--- START ---

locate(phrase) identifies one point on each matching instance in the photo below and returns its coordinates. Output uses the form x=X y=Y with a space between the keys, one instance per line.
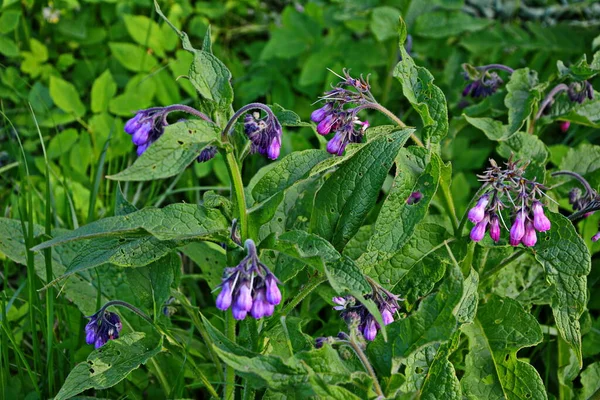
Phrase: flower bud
x=142 y=135
x=477 y=213
x=336 y=145
x=478 y=231
x=564 y=126
x=370 y=330
x=224 y=298
x=238 y=313
x=273 y=294
x=133 y=125
x=540 y=222
x=319 y=114
x=387 y=317
x=325 y=125
x=244 y=297
x=495 y=228
x=529 y=238
x=517 y=231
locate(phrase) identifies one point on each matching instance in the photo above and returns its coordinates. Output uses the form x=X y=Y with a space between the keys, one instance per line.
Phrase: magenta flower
x=477 y=213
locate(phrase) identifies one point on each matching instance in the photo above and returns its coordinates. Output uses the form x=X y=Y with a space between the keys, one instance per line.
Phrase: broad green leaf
x=285 y=173
x=174 y=222
x=590 y=380
x=315 y=251
x=133 y=57
x=492 y=128
x=433 y=322
x=430 y=373
x=349 y=194
x=145 y=32
x=580 y=70
x=397 y=220
x=566 y=260
x=103 y=90
x=424 y=96
x=66 y=96
x=440 y=24
x=384 y=22
x=493 y=370
x=521 y=98
x=179 y=145
x=110 y=364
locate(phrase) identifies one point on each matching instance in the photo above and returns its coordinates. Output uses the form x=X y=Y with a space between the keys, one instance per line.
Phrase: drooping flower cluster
x=249 y=287
x=103 y=326
x=334 y=117
x=264 y=134
x=146 y=127
x=580 y=91
x=482 y=82
x=508 y=188
x=353 y=312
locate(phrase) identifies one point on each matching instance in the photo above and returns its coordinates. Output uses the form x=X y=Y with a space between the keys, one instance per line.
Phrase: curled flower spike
x=503 y=185
x=249 y=287
x=103 y=326
x=264 y=134
x=580 y=91
x=483 y=83
x=343 y=122
x=149 y=124
x=355 y=314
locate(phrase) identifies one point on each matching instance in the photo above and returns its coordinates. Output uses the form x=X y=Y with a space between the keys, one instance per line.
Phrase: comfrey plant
x=356 y=221
x=508 y=188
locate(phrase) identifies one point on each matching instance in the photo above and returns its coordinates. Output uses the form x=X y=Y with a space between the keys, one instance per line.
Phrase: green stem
x=237 y=188
x=229 y=392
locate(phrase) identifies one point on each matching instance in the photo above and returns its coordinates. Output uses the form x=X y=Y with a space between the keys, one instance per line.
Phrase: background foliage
x=72 y=73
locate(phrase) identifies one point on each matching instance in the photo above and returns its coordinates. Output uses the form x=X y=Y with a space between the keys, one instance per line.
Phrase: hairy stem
x=392 y=116
x=367 y=365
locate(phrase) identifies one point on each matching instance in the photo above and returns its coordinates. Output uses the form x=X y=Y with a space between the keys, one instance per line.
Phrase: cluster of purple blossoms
x=482 y=82
x=264 y=134
x=580 y=91
x=354 y=312
x=334 y=117
x=146 y=127
x=249 y=287
x=103 y=326
x=528 y=212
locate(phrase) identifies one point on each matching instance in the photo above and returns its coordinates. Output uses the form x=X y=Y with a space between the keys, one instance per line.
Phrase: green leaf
x=132 y=57
x=179 y=145
x=344 y=276
x=110 y=364
x=384 y=22
x=397 y=220
x=493 y=129
x=441 y=24
x=424 y=96
x=349 y=194
x=580 y=70
x=145 y=32
x=493 y=371
x=66 y=96
x=9 y=20
x=566 y=260
x=174 y=222
x=433 y=322
x=103 y=90
x=290 y=169
x=521 y=98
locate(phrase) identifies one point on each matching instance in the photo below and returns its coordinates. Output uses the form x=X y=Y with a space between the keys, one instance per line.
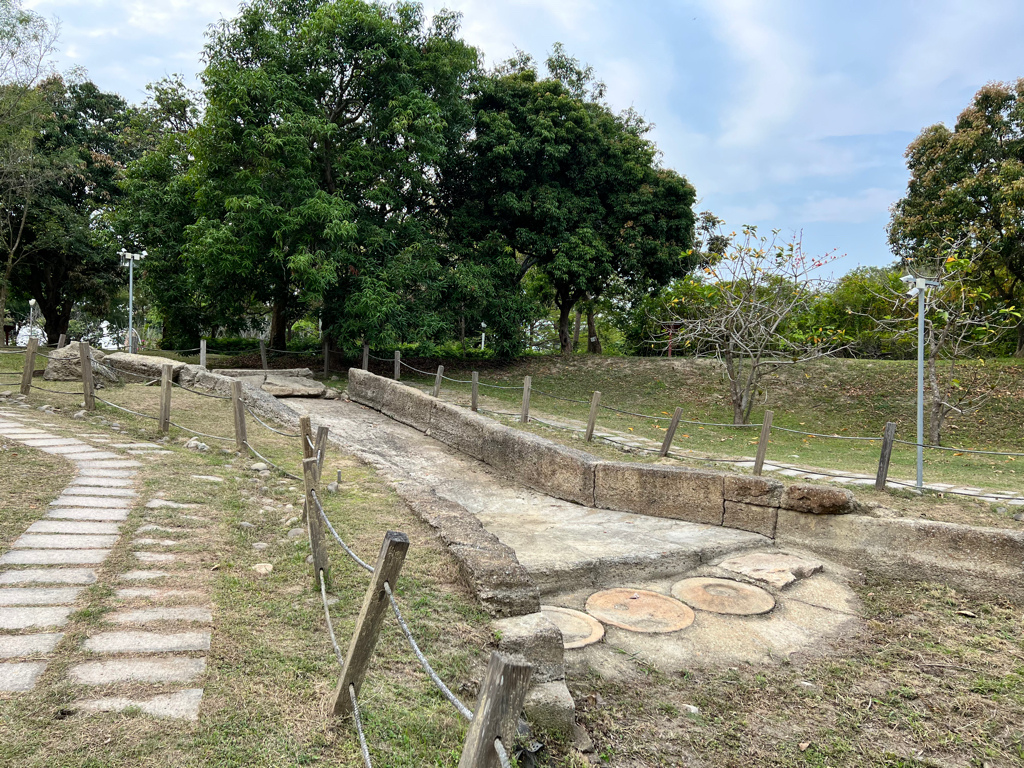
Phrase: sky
x=783 y=114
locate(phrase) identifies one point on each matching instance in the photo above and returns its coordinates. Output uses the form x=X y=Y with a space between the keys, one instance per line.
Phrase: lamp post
x=919 y=289
x=130 y=259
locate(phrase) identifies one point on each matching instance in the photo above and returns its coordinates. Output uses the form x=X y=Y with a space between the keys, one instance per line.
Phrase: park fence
x=494 y=724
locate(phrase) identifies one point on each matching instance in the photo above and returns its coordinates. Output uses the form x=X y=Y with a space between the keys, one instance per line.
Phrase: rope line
x=463 y=710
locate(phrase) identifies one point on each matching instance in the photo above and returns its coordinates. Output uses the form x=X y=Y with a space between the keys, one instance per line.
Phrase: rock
x=776 y=569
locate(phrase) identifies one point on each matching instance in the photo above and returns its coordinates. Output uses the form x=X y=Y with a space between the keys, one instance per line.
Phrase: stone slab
x=73 y=526
x=26 y=617
x=48 y=576
x=39 y=596
x=182 y=705
x=20 y=676
x=12 y=646
x=65 y=541
x=138 y=671
x=146 y=642
x=53 y=556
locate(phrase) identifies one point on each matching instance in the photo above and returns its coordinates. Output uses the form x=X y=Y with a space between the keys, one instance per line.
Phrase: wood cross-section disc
x=639 y=610
x=578 y=629
x=723 y=596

--- END ---

> _Problem to solve_: Please gather each line of the data above that contains the word "leaf" and copy those lines out unchanged.

> _Task response_:
Phrase: broad green leaf
Phrase: green leaf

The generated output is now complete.